SELECTED EXCERPT:
The term Biodiversity means 'variety of life' on Earth. It includes all living organisms including species, ecosystems and genetic diversity. Biodiversity is fundamental for the Earth's life support system.
More information is available in the Somerset Biodiversity Leaflet in the Information and resources section.
Somerset has some outstanding wildlife areas including:
- 45 miles of coastline
- 1 National Park
- 4 Areas of Outstanding Natural Beauty
- 11 Special Areas of Conservation
- 2 Special Protection Areas
- 11 National Nature Reserves
- 124 Sites of Special Scientific Interest
- 2312 Local Wildlife Sites
Somerset's wildlife heritage also includes a large number of other rare habitats and species so it is important for us to protect them.
Like other public bodies we have a statutory duty to conserve biodiversity. To carry out this work we work in partnership with other organisations, voluntary groups and local communities on projects to improve and protect Somerset's wildlife.
Examples of some of the ways in which we work to conserve biodiversity are shown below.
Local Nature Reserves
We own two Local Nature Reserves - Screech Owl (near Bridgwater) and Silk Mills (Taunton) where people can connect with nature and benefit from exercise in the natural environment. You can find out more about all Somerset's current Local Nature Reserves by visiting Natural England website.

GIVEN INFORMATION:
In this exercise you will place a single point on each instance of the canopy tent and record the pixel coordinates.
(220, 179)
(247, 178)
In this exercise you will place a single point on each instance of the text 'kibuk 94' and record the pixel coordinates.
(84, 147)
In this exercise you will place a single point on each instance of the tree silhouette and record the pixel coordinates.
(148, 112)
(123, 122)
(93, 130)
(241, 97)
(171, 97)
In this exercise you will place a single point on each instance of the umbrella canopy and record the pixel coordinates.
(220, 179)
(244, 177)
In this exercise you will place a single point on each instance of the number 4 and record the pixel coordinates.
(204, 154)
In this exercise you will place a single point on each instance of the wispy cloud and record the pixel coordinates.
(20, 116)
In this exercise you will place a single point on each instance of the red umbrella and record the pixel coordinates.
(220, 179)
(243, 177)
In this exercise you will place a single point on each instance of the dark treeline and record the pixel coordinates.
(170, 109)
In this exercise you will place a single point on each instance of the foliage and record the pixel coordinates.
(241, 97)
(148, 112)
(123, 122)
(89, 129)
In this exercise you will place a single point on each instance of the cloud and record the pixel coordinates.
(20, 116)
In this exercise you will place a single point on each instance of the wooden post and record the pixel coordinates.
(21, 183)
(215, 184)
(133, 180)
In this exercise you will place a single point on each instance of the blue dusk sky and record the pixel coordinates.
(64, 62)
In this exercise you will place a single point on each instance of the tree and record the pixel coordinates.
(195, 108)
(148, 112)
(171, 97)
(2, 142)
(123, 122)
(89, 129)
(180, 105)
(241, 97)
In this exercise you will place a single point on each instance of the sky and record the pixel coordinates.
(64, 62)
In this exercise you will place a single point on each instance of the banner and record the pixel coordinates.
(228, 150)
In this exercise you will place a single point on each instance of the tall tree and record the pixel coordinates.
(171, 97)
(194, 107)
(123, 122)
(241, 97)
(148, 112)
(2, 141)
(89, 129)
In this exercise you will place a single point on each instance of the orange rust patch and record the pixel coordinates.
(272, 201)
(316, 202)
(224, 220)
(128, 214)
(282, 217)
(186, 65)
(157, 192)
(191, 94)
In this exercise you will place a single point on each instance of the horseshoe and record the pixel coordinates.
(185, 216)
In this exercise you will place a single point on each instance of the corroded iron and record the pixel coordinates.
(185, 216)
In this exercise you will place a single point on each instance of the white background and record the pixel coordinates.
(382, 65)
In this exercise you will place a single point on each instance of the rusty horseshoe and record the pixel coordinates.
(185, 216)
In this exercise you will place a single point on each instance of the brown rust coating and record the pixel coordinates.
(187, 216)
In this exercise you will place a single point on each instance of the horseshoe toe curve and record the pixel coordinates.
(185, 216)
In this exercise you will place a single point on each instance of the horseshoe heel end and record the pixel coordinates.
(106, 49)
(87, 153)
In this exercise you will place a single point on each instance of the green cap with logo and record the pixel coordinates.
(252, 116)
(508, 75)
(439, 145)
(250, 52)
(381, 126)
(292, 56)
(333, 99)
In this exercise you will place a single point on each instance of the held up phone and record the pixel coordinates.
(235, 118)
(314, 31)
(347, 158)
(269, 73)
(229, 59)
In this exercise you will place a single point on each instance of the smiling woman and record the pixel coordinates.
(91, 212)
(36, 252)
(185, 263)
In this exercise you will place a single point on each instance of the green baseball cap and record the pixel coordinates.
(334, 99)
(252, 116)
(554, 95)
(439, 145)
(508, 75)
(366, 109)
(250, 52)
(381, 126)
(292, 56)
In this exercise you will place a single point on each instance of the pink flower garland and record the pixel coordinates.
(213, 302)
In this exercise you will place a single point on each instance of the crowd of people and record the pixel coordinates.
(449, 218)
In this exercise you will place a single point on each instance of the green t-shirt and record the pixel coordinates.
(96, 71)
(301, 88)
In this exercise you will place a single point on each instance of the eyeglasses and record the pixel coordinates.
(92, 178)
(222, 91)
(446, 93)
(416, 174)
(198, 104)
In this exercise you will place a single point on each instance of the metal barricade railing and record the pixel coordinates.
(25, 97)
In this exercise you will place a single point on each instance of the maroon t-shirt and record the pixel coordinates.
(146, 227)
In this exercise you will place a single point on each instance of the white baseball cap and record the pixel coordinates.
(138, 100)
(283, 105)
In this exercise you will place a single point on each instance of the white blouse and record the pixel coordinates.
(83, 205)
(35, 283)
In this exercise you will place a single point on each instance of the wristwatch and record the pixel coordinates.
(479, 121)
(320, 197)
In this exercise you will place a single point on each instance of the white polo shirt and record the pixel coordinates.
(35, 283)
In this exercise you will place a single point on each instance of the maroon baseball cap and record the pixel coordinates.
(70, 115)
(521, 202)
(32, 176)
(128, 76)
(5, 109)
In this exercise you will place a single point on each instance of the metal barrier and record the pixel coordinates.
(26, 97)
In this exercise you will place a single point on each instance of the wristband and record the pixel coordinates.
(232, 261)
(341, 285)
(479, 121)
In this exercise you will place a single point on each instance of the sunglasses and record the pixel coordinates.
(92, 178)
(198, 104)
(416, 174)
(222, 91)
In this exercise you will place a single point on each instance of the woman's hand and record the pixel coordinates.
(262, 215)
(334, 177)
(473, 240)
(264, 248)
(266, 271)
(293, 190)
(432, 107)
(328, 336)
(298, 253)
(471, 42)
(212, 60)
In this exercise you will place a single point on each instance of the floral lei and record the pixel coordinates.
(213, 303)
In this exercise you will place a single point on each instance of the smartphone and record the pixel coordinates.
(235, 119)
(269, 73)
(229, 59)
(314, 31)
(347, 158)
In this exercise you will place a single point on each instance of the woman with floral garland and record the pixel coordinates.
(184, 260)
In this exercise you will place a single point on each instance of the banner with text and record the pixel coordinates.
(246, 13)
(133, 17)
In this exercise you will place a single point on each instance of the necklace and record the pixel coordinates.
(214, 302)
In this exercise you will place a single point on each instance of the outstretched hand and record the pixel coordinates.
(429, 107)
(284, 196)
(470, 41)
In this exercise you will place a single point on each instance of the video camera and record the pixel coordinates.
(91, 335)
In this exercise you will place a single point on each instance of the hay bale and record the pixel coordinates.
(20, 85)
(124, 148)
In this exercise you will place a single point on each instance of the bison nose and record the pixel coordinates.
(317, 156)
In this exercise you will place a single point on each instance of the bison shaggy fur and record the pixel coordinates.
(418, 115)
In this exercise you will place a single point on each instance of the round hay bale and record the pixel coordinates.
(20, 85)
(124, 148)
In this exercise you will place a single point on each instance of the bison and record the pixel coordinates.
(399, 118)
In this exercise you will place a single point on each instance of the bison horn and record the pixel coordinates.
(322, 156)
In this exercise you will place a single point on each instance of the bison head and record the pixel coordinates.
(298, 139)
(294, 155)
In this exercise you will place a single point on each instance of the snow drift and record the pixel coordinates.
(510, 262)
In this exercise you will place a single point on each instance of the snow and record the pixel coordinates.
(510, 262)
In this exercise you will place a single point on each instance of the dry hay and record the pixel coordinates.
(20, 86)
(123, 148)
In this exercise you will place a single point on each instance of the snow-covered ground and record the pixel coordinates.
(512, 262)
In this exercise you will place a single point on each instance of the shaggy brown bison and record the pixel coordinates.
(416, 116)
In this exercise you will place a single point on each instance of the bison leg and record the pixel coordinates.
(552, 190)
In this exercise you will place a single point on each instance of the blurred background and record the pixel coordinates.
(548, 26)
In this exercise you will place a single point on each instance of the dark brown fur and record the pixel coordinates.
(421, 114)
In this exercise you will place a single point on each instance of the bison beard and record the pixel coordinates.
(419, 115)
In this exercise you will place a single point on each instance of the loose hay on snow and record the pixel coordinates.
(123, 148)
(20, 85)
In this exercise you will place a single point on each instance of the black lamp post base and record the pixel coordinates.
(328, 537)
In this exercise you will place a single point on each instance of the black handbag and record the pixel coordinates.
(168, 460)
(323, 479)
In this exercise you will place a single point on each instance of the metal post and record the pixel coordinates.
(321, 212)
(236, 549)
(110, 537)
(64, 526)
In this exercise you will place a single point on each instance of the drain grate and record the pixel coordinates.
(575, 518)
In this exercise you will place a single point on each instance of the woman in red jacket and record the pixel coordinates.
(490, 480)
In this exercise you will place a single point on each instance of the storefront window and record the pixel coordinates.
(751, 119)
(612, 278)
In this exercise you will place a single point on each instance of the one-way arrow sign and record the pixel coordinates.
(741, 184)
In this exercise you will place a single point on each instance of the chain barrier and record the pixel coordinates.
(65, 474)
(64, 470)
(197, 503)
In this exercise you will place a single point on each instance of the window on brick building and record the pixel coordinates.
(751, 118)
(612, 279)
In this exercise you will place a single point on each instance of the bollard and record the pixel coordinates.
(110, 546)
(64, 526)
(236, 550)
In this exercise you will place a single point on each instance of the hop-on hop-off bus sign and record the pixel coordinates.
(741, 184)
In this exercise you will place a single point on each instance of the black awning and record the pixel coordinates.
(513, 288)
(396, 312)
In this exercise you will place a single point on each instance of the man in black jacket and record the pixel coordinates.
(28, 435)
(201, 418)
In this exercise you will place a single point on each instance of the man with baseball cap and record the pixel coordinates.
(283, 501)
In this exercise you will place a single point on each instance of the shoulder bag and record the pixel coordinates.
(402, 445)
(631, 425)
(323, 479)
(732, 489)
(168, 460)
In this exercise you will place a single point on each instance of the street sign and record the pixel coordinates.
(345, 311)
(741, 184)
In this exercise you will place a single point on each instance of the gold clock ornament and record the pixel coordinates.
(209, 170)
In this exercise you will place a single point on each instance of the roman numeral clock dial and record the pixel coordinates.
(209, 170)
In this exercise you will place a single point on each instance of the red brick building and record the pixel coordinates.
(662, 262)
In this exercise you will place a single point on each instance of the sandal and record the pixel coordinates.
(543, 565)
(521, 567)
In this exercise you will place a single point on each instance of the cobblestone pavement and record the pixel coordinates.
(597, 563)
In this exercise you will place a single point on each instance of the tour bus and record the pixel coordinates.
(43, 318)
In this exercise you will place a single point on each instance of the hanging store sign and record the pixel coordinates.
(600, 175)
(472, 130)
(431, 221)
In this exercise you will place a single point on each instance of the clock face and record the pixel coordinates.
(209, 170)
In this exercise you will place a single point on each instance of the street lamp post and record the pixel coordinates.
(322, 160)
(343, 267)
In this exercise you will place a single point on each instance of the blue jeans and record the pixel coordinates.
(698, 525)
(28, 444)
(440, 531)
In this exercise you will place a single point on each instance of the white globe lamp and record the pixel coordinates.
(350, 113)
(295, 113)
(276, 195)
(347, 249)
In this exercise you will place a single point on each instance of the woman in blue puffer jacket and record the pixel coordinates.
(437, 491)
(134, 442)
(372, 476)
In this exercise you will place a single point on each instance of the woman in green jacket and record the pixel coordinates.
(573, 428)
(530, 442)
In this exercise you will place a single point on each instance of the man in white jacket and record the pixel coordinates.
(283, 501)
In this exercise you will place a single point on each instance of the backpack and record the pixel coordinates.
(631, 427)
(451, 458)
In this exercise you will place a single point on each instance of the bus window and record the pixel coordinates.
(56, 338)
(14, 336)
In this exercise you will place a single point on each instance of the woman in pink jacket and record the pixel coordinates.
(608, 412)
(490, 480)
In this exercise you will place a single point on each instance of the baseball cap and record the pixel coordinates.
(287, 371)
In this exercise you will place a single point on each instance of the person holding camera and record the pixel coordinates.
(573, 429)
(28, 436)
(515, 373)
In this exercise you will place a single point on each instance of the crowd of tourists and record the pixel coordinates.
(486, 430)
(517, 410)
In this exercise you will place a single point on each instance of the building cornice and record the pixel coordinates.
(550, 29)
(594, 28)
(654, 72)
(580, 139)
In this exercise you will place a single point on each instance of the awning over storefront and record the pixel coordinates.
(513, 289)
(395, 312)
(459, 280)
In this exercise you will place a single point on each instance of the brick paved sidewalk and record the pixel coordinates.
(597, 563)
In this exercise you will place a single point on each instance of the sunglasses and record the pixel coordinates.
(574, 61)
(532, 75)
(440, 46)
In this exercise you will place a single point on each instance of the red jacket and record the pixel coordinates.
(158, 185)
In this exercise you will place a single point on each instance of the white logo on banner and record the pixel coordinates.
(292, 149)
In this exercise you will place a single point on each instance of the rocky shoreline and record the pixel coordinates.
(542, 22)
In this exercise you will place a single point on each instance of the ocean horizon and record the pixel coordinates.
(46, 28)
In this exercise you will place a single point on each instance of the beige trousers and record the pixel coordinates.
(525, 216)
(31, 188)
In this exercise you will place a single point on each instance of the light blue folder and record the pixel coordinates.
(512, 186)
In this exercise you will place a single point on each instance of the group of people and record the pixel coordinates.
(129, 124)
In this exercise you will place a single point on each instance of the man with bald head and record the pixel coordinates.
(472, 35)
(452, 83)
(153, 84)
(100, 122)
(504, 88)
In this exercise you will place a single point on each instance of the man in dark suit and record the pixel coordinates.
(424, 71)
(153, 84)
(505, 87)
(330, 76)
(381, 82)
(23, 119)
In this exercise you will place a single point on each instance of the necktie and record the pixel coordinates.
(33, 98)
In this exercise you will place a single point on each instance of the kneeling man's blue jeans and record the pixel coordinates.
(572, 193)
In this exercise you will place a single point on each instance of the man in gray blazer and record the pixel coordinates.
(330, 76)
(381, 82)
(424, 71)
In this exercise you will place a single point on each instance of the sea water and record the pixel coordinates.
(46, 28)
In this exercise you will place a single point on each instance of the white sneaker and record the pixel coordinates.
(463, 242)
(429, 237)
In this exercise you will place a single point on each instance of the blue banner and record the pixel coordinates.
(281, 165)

TASKS FOR THIS EXERCISE:
1 > According to the Somerset biodiversity page, why is it important to protect Somerset's wildlife?
2 > Extract the passage of the Somerset biodiversity page from "The term Biodiversity" up to and including "to protect them.".

SOLUTIONS TO THE PROBLEMS:
1 > Somerset's wildlife heritage includes a large number of rare habitats and species beyond its listed wildlife areas, so it is important to protect them.

2 >
The term Biodiversity means 'variety of life' on Earth. It includes all living organisms including species, ecosystems and genetic diversity. Biodiversity is fundamental for the Earth's life support system.
More information is available in the Somerset Biodiversity Leaflet in the Information and resources section.
Somerset has some outstanding wildlife areas including:
- 45 miles of coastline
- 1 National Park
- 4 Areas of Outstanding Natural Beauty
- 11 Special Areas of Conservation
- 2 Special Protection Areas
- 11 National Nature Reserves
- 124 Sites of Special Scientific Interest
- 2312 Local Wildlife Sites
Somerset's wildlife heritage also includes a large number of other rare habitats and species so it is important for us to protect them.